Retype the listing that follows, exactly as written.

--- --- ---

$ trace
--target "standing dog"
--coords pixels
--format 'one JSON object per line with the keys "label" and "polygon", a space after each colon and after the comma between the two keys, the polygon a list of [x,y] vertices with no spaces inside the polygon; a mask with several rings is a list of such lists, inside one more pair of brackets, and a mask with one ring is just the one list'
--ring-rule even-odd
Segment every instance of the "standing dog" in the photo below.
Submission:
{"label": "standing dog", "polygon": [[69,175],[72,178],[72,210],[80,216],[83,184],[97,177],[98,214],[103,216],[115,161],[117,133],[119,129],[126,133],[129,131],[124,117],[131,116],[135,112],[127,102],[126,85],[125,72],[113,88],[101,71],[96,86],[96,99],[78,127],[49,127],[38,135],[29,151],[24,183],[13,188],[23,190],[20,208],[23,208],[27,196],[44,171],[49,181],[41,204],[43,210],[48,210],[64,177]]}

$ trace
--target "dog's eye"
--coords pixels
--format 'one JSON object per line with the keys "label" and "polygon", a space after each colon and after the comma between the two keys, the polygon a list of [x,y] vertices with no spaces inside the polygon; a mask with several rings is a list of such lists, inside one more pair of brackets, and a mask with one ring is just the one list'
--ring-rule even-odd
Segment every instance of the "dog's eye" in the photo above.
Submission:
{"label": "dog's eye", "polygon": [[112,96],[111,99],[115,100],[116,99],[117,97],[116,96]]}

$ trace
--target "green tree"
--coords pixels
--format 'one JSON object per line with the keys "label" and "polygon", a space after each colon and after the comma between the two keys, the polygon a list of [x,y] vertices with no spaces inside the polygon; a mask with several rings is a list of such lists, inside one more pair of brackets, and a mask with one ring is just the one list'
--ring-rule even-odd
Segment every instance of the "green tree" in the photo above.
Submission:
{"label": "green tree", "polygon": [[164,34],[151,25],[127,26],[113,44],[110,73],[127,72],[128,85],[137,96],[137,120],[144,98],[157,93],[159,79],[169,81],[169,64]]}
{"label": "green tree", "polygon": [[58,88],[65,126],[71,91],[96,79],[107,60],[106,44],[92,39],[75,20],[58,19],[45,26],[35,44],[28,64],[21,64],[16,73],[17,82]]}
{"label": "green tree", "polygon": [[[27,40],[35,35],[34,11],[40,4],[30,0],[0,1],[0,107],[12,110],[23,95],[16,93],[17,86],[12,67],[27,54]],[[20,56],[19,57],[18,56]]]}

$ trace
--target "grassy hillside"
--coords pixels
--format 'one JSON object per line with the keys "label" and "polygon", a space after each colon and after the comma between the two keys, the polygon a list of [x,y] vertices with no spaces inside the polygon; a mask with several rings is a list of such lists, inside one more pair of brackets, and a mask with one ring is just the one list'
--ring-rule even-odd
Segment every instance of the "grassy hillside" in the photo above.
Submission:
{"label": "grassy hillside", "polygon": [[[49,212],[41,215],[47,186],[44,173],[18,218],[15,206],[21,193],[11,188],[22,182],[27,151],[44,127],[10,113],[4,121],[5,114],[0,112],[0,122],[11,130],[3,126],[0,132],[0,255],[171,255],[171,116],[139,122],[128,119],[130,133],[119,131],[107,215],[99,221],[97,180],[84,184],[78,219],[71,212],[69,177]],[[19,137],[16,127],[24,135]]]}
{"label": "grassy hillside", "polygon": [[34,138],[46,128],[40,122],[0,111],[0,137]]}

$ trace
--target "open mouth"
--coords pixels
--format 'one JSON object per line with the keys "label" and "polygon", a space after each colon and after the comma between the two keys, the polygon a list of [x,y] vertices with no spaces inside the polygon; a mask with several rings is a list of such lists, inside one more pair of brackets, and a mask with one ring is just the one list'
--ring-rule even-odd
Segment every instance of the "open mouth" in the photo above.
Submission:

--- --- ---

§ **SOLUTION TO THIS TASK**:
$ trace
--target "standing dog"
--coords pixels
--format 'one JSON object per line with the keys "label" and "polygon", a space after each colon and after the comma between the two keys, the polygon a list of [x,y] vertices with no spaces inside the polygon; a mask with several rings is a list of such lists, inside one more pair of brackets, and a mask with one ring is just the one list'
--ring-rule even-odd
Segment every instance of the "standing dog" in the photo below.
Submission:
{"label": "standing dog", "polygon": [[69,175],[72,178],[72,210],[80,216],[83,184],[97,177],[98,214],[103,216],[115,161],[117,133],[119,129],[126,133],[129,131],[124,117],[131,116],[135,112],[127,102],[126,85],[125,72],[113,88],[101,71],[96,86],[96,99],[78,127],[49,127],[38,135],[29,151],[24,183],[13,188],[23,190],[20,208],[23,208],[27,196],[44,171],[49,181],[41,204],[43,210],[48,210],[64,177]]}

$ trace
--target "dog's eye"
--coords pixels
--format 'one JSON object per line with the keys "label" and "polygon", a space after each colon and after the comma between the two keys, the polygon a list of [x,y] vertices with no spaces inside the polygon; a mask with several rings is a list of such lists, inside one more pair of brackets, and a mask with one ring is just the one list'
--ring-rule even-odd
Segment every instance of the "dog's eye" in the photo above.
Submission:
{"label": "dog's eye", "polygon": [[112,96],[111,99],[115,100],[116,99],[117,97],[116,96]]}

$ trace
--target "green tree"
--coords pixels
--format 'one JSON object per line with the keys "label" and "polygon", a space after each colon and after the comma between the two keys, the polygon a list of [x,y] vertices with no spaces inside the polygon; a mask with several rings is a list of such lists, inside one more pair of brackets, and a mask with one ring is just the one list'
--ring-rule even-odd
Segment every instance of the "green tree" in the photo above.
Submission:
{"label": "green tree", "polygon": [[164,34],[151,25],[127,26],[113,44],[110,73],[127,72],[128,85],[137,96],[137,120],[144,98],[157,93],[159,79],[169,81],[169,64]]}
{"label": "green tree", "polygon": [[58,88],[65,126],[71,91],[96,79],[107,60],[106,44],[92,39],[75,20],[58,19],[45,26],[35,44],[28,64],[21,64],[16,73],[17,82]]}
{"label": "green tree", "polygon": [[[27,40],[35,35],[34,11],[40,4],[30,0],[0,1],[0,107],[12,110],[23,95],[16,93],[17,86],[12,67],[27,54]],[[20,56],[19,57],[18,56]]]}

$ trace
--target "grassy hillside"
--coords pixels
--format 'one JSON object per line with the keys "label" and "polygon", a space after each colon and after the comma between the two keys, the polygon a list of [x,y] vertices with no spaces inside the polygon; a mask with several rings is a list of such lists, inside one more pair of brackets, and a mask with one ring is just the one list'
--ring-rule even-odd
Segment every instance of the "grassy hillside" in the photo above.
Submission:
{"label": "grassy hillside", "polygon": [[[49,212],[41,215],[47,186],[44,173],[18,218],[15,206],[21,193],[11,188],[22,182],[27,151],[44,127],[10,113],[4,121],[5,114],[0,112],[0,122],[11,130],[3,126],[0,132],[0,255],[171,255],[171,116],[139,122],[128,119],[130,133],[119,131],[107,215],[99,221],[97,180],[84,184],[78,219],[71,212],[69,177]],[[19,137],[16,127],[24,135]]]}
{"label": "grassy hillside", "polygon": [[34,138],[46,128],[40,122],[0,111],[0,137]]}

$ trace
--target "open mouth"
--coords pixels
--format 'one JSON object per line with the keys "label" and "polygon", a space after each colon and after the comma between the two keys, the polygon a list of [x,y] vertices with no spaces inside the polygon; a mask with several rings is a list of such lists, inside one more pair of brackets, and a mask with one ring is just the one list'
--ring-rule even-odd
Segment every instance of the "open mouth" in the photo above.
Submission:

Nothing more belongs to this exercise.